Stored dataset items
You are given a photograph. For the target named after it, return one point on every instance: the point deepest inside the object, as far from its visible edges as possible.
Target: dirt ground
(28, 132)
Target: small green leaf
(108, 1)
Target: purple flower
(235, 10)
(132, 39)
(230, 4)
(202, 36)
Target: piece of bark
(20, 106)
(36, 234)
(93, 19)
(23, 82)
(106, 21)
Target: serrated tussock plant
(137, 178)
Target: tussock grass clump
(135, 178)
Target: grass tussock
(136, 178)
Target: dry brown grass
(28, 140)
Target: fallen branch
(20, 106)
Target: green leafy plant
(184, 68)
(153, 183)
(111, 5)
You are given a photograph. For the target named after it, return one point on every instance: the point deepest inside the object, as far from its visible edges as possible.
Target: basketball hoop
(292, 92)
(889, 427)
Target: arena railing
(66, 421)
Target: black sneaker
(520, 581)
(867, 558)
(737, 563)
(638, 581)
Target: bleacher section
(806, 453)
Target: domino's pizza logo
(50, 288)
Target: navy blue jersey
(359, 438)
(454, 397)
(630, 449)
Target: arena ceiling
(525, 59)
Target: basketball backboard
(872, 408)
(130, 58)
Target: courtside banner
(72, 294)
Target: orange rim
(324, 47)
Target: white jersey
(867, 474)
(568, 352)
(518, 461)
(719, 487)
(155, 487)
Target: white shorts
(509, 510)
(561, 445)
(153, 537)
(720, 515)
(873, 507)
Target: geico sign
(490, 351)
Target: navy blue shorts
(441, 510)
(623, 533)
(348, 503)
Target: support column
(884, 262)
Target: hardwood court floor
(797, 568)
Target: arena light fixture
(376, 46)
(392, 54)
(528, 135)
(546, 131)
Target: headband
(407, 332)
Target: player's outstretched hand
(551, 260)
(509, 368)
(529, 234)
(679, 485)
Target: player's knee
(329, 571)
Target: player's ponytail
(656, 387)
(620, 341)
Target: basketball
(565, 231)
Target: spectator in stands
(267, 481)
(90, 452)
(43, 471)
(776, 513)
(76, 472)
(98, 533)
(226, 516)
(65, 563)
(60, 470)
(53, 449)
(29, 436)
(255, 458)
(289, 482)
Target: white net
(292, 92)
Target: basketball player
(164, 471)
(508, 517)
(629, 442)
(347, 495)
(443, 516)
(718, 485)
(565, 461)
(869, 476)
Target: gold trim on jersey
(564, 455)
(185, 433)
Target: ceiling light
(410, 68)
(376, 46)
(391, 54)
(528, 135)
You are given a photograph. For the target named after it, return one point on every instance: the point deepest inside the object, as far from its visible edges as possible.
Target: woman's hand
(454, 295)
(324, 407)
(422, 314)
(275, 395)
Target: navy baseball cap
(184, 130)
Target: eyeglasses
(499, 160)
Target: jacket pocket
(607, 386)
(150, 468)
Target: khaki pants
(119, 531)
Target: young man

§ Exercise
Copy each line, exactly, that falls between the line containing "Target: woman's hand" and the end of the entries, both included.

§ Result
Target: woman's hand
(454, 295)
(324, 407)
(422, 314)
(275, 395)
Target: navy baseball cap
(184, 130)
Target: eyeglasses
(499, 160)
Target: jacket pocket
(607, 386)
(150, 468)
Target: khaki pants
(119, 531)
Target: young man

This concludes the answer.